▶ **Directions**:
1. List every benchmark that the SGLang evaluation guide below gives an accuracy command for under its LLMs heading.
2. From the SGLang evaluation guide below, extract the passage starting at "Evaluating New Models" and ending at "evaluate common benchmarks.".

▶ **Reading text**:
+++

Evaluating New Models with SGLang#
This document provides commands for evaluating models’ accuracy and performance. Before open-sourcing new models, we strongly suggest running these commands to verify whether the score matches your internal benchmark results.
For cross verification, please submit commands for installation, server launching, and benchmark running with all the scores and hardware requirements when open-sourcing your models.
Accuracy#
LLMs#
SGLang provides built-in scripts to evaluate common benchmarks.
MMLU
python -m sglang.test.run_eval \
--eval-name mmlu \
--port 30000 \
--num-examples 1000 \
--max-tokens 8192
GSM8K
python -m sglang.test.few_shot_gsm8k \
--host http://127.0.0.1 \
--port 30000 \
--num-questions 200 \
--num-shots 5
HellaSwag
python benchmark/hellaswag/bench_sglang.py \
--host http://127.0.0.1 \
--port 30000 \
--num-questions 200 \
--num-shots 20
GPQA
python -m sglang.test.run_eval \
--eval-name gpqa \
--port 30000 \
--num-examples 198 \
--max-tokens 120000 \
--repeat 8
Tip
For reasoning models, add --thinking-mode <mode> (e.g., qwen3, deepseek-r1, deepseek-v3). You may skip it if the model has forced thinking enabled.
HumanEval
pip install human_eval
python -m sglang.test.run_eval \
--eval-name humaneval \
--num-examples 10 \
--port 30000
VLMs#
MMMU
python benchmark/mmmu/bench_sglang.py \
--port 30000 \
--concurrency 64
Tip
You can set max tokens by passing --extra-request-body '{"max_tokens": 4096}'.
For models capable of processing video, we recommend extending the evaluation to include VideoMME, MVBench, and other relevant benchmarks.
Performance#
Performance benchmarks measure Latency (Time To First Token - TTFT) and Throughput (tokens/second).
LLMs#
Latency-Sensitive Benchmark
This simulates a scenario with low concurrency (e.g., single user) to measure latency.
python -m sglang.bench_serving \
--backend sglang \
--host 0.0.0.0 \
--port 30000 \
--dataset-name random \
--num-prompts 10 \
--max-concurrency 1
Throughput-Sensitive Benchmark
This simulates a high-traffic scenario to measure maximum system throughput.
python -m sglang.bench_serving \
--backend sglang \
--host 0.0.0.0 \
--port 30000 \
--dataset-name random \
--num-prompts 1000 \
--max-concurrency 100
Single Batch Performance
You can also benchmark the performance of processing a single batch offline.
python -m sglang.bench_one_batch_server \
--model <model-path> \
--batch-size 8 \
--input-len 1024 \
--output-len 1024
You can run more granular benchmarks:
Low Concurrency:
--num-prompts 10 --max-concurrency 1Medium Concurrency:
--num-prompts 80 --max-concurrency 16High Concurrency:
--num-prompts 500 --max-concurrency 100
Reporting Results#
For each evaluation, please report:
Metric Score: Accuracy % (LLMs and VLMs); Latency (ms) and Throughput (tok/s) (LLMs only).
Environment settings: GPU type/count, SGLang commit hash.
Launch configuration: Model path, TP size, and any special flags.
Evaluation parameters: Number of shots, examples, max tokens.

+++

Source data:

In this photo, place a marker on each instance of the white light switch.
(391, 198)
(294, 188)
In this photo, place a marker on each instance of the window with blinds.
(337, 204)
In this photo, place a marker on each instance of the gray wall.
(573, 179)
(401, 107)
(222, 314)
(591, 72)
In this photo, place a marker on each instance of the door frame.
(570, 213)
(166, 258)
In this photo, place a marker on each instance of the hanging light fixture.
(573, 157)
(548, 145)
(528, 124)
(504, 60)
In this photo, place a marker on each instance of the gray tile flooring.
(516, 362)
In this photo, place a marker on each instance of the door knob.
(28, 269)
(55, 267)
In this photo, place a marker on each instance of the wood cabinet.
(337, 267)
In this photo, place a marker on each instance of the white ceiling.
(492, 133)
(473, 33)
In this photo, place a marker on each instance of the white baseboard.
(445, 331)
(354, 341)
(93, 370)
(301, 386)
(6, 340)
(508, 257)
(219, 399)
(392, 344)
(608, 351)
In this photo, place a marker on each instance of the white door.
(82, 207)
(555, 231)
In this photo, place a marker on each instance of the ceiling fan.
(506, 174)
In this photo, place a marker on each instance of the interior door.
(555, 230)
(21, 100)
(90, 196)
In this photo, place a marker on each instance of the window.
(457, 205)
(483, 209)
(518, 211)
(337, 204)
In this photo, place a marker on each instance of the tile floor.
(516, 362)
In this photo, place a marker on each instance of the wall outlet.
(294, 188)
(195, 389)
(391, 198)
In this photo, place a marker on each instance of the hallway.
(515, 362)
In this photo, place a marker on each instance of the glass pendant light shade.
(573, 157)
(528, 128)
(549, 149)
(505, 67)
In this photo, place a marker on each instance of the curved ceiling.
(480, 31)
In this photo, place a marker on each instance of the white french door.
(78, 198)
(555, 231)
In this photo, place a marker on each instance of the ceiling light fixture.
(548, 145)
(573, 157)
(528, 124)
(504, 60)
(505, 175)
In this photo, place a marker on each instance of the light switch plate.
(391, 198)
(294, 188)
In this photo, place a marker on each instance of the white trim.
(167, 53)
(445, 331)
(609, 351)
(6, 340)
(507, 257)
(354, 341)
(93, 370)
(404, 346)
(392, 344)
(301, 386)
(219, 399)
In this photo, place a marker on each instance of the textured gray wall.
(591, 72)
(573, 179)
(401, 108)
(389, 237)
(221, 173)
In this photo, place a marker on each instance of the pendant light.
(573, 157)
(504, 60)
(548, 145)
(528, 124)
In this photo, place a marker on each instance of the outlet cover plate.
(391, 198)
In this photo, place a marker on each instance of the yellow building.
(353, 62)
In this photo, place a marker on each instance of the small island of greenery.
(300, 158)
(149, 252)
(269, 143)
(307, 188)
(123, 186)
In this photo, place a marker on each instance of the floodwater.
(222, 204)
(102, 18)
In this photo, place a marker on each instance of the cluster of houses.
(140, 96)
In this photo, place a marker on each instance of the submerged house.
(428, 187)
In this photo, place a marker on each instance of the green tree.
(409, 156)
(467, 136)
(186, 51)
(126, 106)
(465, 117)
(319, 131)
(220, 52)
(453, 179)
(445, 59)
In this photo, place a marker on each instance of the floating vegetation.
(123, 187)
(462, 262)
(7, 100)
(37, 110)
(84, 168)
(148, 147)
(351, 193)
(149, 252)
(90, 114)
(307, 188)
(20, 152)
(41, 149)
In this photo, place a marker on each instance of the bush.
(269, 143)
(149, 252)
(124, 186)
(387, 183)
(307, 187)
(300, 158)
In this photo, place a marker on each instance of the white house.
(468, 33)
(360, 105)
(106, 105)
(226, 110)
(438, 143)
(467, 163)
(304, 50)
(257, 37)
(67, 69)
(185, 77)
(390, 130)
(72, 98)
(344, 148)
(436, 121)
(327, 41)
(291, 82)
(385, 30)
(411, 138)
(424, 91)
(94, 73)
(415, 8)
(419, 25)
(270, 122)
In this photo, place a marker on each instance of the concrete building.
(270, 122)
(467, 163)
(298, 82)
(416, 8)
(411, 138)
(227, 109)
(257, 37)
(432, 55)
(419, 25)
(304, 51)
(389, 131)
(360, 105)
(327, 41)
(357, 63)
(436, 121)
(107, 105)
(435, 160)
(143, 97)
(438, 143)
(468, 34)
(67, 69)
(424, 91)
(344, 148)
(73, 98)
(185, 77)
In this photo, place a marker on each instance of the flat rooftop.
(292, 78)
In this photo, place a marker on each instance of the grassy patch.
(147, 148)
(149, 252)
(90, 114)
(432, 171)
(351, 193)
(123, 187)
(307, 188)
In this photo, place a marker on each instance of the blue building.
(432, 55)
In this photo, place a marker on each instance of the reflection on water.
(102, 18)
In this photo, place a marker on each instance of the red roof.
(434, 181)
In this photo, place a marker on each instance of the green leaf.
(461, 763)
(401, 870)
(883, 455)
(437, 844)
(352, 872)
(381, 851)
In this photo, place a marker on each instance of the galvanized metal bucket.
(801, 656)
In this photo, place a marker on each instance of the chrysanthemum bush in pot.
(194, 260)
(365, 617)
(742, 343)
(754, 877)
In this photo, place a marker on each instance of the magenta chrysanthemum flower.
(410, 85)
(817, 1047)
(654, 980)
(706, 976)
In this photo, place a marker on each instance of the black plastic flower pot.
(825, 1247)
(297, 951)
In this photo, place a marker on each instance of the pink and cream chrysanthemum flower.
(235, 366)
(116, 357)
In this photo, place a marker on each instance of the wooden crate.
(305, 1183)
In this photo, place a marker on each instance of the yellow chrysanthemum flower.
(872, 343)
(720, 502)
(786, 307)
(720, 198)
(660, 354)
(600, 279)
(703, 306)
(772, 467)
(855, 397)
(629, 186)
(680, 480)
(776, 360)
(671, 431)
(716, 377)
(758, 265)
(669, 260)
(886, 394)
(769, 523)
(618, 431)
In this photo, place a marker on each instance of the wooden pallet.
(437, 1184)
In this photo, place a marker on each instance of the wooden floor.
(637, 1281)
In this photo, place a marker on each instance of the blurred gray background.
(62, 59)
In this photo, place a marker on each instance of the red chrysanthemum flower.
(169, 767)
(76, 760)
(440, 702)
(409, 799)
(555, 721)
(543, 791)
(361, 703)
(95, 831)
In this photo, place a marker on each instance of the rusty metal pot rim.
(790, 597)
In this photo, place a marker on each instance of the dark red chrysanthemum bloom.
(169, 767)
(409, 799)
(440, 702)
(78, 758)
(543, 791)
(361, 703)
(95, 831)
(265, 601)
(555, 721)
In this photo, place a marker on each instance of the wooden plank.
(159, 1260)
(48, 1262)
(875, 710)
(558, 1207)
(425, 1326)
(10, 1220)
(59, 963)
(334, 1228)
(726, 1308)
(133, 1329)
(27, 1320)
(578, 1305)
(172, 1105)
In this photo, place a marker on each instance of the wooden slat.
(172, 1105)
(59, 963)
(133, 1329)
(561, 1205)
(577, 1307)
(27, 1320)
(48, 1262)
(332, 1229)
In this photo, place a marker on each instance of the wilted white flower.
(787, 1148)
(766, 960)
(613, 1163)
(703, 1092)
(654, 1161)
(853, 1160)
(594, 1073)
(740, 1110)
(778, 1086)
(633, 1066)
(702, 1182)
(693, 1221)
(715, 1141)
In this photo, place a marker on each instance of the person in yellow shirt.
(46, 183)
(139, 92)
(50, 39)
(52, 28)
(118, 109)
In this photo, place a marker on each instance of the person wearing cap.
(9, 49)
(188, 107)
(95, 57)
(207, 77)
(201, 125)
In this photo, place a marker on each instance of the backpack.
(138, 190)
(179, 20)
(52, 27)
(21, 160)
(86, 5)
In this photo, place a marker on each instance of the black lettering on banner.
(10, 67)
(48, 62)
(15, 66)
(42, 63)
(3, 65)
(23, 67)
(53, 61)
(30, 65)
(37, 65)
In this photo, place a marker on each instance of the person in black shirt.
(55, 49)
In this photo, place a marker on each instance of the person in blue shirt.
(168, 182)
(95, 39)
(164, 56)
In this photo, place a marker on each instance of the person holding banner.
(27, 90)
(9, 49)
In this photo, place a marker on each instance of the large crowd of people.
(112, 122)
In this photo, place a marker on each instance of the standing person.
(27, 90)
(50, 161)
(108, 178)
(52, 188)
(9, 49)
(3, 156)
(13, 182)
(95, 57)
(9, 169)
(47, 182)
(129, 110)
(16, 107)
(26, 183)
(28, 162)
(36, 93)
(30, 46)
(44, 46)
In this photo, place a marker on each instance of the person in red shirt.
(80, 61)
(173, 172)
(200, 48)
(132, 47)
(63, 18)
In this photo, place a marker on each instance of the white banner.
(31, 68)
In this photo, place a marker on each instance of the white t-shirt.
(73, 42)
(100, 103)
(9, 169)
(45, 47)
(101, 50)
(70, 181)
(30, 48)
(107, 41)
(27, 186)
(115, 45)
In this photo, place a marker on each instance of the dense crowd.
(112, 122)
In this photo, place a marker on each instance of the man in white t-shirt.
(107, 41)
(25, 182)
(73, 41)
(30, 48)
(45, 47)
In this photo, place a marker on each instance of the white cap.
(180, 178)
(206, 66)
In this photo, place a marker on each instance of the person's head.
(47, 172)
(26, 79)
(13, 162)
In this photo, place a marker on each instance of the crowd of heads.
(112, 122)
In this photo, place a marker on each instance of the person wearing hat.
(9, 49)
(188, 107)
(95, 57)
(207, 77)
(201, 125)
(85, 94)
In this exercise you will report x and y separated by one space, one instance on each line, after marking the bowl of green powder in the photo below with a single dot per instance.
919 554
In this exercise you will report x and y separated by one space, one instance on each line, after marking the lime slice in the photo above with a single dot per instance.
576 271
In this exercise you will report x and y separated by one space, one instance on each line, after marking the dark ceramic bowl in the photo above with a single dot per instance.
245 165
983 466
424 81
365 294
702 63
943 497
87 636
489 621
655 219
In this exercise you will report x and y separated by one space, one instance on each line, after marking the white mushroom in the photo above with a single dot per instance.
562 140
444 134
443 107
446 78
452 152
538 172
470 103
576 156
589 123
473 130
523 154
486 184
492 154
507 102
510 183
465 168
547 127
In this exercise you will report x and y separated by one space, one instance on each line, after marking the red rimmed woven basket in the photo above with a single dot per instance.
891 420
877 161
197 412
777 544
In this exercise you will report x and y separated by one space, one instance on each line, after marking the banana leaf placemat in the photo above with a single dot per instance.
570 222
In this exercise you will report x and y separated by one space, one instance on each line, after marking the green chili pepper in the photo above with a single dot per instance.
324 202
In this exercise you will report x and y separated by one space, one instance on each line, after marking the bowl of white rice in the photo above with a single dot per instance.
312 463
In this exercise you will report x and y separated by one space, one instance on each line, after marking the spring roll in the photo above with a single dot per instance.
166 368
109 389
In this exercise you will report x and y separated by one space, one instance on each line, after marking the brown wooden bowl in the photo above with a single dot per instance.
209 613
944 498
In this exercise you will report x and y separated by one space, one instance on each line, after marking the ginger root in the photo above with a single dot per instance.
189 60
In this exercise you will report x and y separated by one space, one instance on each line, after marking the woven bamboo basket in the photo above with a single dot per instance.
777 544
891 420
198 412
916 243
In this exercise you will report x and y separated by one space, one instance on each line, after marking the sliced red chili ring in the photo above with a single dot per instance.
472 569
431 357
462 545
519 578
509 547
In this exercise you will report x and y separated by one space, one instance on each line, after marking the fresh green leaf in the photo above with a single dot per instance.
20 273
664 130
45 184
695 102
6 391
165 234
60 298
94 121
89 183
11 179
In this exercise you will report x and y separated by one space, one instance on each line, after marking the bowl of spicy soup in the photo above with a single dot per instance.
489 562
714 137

+++

▶ **Task-by-task results**:
1. MMLU, GSM8K, HellaSwag, GPQA, HumanEval

2.
Evaluating New Models with SGLang#
This document provides commands for evaluating models’ accuracy and performance. Before open-sourcing new models, we strongly suggest running these commands to verify whether the score matches your internal benchmark results.
For cross verification, please submit commands for installation, server launching, and benchmark running with all the scores and hardware requirements when open-sourcing your models.
Accuracy#
LLMs#
SGLang provides built-in scripts to evaluate common benchmarks.